Mobile developer Rovio first began gendering birds in February 2011 with the release of their valentine-themed episode for Angry Birds Seasons which includes Ms. Male Character versions of the Red Bird, the White Bird and a Female Pig as love interests. Note the bows, makeup and long eyelashes.

There is a larger unintended consequence to “marking” these birds as female with feminizing gender signifiers; it reinforces that all the other birds and pigs without these specific visual cues are all male by default, unless otherwise noted. The addition of the Pink Bird to the main flock in 2012 further entrenched male as the default setting for the Angry Birds universe.

I should mention that Rovio later stated that the white bird was also female and named her Matilda. This revelation led to a character redesign which has feminized the white bird by adding pink accents, rose cheeks and long eyelashes in the Angry Birds cartoon series – just to make absolutely clear that she is female.

Over in the Mushroom Kingdom we have Toadette who is both a Ms. Male Character and the only woman among the Mushroom people. Her introduction to the Mario-spin off games emphasize the fact that all the other Toads in the entire species are male.

Both the Smurfette Principle and the Ms. Male Character trope create scenarios that reinforce a false dichotomy wherein male is associated with the norm while female is associated with a deviation from the norm.

Everything we have discussed in this episode thus far has been related to visual design or narrative connection. But there is another way that the Ms. Male Character trope can manifest itself, and that is through marketing and promotional materials. A great illustration of this trend can be found in Bioware’s highly regarded Mass Effect series. The games offer players a choice between a male or female version of the protagonist Commander Shepard (each with a range of cosmetic customizable options). The female option is well designed and her overall narrative is also nearly indistinguishable from her male counterpart’s, aside from some of the romance options.

However, if we take a step back from the game experience itself and look at the marketing campaigns for the trilogy, we see that the female variant of Shepard is practically non-existent. In mainstream advertising of the franchise, the male commander is used almost exclusively. His image is front and center on the box covers for all releases including the special editions. He is the one featured in the TV commercials, teasers, trailers, web banners, street posters and print ads and his face appears on most of the magazine covers. All of this positions the male Commander Shepard as the default protagonist of the series.

Clip- Mass Effect Trilogy Trailer
“One man, one very specific man, might be all that stands between humanity and the greatest threat of our brief existence.”

That is how Bioware is selling the Mass Effect experience. Nearly everything about the advertising campaign explicitly tells players that Commander Shepard is a man and by extension associates the official storyline with the male version of the hero. This marketing strategy contributes to the fact that only 18-20% of players choose the female option (despite the fact that Jennifer Hale’s voice acting is widely praised as being far superior).

···

= Set exercise A =
In what month and year did Rovio first begin gendering birds, according to the passage on the Ms. Male Character trope?
= Set exercise B =
Please count the lines in the records that contain the string "framed" and give only that number.
The passage on the Ms. Male Character trope has no connection to the records.

···

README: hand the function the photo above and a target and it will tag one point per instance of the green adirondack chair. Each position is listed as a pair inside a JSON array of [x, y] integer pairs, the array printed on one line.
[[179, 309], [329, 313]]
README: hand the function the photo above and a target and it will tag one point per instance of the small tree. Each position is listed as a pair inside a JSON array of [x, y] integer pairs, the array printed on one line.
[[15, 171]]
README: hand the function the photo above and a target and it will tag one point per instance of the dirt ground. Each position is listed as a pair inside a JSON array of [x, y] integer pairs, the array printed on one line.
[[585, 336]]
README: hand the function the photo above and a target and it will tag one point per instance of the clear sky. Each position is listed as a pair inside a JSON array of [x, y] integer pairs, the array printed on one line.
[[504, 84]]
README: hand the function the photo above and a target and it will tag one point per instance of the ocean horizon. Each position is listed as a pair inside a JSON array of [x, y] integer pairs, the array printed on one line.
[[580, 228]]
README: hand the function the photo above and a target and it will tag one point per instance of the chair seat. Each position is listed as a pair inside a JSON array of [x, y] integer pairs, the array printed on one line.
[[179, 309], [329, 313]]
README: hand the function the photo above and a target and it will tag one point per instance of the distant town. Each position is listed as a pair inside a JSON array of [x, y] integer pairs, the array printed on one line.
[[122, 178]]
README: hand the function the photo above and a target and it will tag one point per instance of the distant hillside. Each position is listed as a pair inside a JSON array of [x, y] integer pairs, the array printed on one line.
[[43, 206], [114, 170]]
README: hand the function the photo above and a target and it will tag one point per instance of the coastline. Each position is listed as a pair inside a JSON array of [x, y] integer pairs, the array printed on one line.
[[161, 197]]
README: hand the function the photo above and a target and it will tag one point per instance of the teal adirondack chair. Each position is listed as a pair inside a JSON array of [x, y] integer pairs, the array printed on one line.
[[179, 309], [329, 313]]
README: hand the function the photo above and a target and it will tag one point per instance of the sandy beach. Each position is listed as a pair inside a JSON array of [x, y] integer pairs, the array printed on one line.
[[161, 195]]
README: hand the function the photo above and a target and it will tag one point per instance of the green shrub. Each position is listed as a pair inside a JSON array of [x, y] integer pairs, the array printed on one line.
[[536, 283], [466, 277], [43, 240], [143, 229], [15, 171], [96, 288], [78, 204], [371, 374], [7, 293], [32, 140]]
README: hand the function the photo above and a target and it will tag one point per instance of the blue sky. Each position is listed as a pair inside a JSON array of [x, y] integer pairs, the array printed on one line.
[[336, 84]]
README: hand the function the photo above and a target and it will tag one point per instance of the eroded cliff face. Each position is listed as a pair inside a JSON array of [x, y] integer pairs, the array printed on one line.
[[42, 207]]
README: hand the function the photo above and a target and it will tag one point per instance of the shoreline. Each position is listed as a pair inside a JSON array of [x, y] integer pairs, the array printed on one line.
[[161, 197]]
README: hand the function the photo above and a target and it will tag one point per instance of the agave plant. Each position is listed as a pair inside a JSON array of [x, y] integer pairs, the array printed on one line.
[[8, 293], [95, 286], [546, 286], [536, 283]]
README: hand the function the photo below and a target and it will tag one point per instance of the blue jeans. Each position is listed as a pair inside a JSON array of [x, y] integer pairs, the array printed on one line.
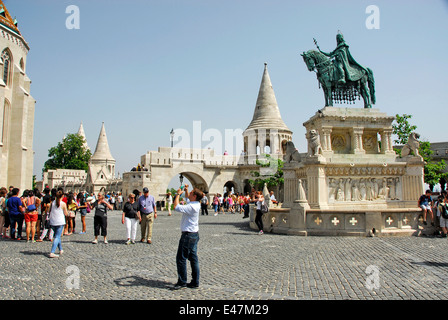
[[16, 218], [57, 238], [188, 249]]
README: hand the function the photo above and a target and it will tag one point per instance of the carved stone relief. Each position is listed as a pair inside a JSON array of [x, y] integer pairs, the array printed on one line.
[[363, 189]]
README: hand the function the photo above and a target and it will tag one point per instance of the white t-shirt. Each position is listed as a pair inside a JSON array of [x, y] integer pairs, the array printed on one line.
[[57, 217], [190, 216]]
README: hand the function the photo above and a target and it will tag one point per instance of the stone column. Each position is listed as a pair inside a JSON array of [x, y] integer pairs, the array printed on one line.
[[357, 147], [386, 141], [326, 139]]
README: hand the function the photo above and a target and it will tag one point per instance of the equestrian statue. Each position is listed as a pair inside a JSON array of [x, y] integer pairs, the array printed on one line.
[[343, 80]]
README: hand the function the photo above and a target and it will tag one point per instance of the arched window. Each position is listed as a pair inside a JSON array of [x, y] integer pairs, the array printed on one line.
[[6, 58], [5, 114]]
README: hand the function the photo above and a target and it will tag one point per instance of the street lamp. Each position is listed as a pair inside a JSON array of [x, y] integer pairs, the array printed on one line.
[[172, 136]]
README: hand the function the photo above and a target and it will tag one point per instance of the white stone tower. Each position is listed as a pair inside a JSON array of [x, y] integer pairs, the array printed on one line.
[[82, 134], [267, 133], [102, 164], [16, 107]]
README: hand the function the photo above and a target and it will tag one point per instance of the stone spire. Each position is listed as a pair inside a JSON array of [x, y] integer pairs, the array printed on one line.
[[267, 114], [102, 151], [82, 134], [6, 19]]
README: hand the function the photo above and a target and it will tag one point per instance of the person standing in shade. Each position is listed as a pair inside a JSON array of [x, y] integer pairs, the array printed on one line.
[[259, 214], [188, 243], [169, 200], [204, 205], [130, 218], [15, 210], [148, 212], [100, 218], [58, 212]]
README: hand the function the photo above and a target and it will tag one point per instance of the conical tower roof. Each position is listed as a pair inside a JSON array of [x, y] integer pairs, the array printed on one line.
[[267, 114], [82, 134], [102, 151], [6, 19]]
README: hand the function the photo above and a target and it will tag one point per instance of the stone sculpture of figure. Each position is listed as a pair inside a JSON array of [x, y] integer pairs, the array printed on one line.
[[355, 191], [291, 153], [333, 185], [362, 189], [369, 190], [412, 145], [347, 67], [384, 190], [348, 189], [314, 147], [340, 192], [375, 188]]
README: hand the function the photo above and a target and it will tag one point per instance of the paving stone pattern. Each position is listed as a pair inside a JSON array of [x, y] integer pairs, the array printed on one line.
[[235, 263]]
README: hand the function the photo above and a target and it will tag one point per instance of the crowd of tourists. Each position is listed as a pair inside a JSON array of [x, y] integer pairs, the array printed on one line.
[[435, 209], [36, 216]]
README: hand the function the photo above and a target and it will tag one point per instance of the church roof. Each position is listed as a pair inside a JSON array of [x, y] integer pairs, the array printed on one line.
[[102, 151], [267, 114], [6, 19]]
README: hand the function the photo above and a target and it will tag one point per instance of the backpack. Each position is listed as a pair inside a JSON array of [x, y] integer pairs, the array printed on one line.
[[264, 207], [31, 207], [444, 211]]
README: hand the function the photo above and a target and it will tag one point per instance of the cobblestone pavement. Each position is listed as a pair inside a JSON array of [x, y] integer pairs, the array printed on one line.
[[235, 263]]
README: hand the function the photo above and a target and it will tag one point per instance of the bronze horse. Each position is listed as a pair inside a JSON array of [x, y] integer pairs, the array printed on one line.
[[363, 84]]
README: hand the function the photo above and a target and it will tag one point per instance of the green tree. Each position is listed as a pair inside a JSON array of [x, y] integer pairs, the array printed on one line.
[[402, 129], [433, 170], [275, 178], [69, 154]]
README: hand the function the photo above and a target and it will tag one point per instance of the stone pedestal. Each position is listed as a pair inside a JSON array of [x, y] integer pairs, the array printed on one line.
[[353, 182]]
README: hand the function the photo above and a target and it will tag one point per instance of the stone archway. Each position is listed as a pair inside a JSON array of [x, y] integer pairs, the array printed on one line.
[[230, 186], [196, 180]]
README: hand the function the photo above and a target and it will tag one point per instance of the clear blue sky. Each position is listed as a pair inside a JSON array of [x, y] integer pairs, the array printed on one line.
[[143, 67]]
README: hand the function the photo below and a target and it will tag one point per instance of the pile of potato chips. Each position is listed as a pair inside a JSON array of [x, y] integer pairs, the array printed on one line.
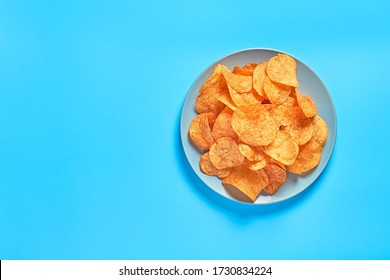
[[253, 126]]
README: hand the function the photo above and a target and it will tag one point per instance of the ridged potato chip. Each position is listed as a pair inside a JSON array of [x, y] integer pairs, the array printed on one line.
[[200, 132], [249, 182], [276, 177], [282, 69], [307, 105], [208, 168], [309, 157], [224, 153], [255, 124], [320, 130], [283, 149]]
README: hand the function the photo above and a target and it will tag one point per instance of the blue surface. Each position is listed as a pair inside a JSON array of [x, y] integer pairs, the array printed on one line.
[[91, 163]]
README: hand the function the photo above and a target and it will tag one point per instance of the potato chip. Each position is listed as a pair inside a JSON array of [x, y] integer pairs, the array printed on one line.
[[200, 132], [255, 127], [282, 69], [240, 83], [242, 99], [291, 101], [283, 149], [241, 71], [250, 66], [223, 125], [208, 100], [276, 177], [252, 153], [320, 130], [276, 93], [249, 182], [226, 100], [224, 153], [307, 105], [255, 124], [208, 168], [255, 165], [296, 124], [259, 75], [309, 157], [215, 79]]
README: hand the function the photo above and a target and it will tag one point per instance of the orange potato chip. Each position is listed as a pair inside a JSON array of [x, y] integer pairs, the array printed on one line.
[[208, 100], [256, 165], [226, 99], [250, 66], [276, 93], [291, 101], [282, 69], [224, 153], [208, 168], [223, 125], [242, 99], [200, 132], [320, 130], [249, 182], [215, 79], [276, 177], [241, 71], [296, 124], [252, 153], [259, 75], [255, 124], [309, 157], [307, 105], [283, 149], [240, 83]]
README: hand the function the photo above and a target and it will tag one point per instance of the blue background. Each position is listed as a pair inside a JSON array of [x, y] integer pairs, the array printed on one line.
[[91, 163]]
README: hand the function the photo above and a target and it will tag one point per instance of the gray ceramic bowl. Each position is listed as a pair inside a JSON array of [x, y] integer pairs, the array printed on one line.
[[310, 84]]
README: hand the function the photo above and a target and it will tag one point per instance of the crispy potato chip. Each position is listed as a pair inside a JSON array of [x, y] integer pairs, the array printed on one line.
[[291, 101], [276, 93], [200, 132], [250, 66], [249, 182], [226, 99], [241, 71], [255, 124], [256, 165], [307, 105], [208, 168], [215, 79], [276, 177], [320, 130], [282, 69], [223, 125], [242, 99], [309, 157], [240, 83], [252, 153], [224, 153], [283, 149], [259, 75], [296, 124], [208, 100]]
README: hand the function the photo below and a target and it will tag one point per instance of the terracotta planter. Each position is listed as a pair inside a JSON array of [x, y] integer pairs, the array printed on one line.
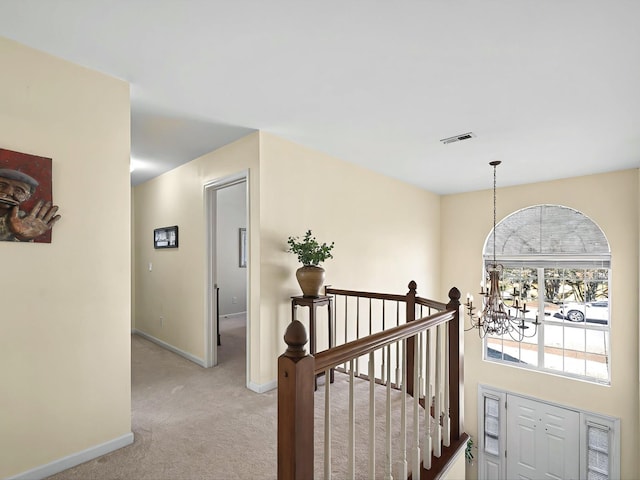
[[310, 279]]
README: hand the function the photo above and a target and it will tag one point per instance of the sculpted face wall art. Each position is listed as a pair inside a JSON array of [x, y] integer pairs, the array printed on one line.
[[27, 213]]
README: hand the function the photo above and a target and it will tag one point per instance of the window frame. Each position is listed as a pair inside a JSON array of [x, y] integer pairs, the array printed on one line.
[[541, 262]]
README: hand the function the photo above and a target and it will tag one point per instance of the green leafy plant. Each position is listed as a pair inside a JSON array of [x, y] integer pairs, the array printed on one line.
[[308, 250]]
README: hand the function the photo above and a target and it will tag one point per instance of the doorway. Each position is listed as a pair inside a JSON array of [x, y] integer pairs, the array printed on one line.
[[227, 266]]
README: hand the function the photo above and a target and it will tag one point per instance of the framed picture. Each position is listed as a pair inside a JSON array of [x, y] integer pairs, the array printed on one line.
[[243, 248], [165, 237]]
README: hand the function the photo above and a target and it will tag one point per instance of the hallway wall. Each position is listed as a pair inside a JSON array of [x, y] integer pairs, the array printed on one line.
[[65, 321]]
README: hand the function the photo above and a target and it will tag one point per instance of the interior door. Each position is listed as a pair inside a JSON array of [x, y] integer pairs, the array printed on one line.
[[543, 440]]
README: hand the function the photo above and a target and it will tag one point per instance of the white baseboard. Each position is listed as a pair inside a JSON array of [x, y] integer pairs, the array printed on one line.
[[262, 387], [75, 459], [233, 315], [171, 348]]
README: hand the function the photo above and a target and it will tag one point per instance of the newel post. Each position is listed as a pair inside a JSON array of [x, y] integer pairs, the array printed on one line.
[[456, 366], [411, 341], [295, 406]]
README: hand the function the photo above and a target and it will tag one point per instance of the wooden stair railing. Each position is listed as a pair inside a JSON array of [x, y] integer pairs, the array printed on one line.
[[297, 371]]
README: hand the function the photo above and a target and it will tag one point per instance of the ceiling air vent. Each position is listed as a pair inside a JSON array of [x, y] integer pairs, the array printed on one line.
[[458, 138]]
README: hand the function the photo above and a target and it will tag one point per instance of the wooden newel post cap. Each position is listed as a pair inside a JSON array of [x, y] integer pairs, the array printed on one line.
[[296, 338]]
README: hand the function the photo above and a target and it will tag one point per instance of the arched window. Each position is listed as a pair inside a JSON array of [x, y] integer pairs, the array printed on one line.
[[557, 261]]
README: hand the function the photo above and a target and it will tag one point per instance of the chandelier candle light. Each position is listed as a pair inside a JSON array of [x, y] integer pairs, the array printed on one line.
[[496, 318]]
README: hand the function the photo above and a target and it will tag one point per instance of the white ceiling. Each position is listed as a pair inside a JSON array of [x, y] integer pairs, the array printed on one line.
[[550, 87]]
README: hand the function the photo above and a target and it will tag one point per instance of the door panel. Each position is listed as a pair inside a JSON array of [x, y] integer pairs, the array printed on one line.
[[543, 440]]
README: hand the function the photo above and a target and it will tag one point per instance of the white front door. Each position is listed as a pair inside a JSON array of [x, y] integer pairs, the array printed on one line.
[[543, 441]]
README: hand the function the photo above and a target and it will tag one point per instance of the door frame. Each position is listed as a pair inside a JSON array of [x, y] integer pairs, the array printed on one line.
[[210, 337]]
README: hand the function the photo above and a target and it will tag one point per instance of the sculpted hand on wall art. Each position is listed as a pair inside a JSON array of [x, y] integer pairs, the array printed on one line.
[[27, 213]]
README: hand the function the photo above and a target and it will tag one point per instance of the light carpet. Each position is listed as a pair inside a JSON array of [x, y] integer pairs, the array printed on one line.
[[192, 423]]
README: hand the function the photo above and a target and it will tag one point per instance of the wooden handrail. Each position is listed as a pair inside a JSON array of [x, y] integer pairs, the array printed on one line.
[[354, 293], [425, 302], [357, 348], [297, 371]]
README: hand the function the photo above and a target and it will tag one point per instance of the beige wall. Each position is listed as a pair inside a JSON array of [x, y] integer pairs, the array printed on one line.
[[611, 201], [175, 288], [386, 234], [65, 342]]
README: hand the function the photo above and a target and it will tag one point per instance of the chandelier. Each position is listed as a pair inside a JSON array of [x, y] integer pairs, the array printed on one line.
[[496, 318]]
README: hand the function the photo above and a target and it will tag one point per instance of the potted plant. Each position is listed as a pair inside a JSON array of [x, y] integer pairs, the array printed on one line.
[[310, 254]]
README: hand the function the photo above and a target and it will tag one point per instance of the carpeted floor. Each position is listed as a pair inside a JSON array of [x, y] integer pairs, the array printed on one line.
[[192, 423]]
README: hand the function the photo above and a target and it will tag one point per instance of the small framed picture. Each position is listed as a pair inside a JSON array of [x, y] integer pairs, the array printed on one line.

···

= Worked solution A =
February 2011.

= Worked solution B =
2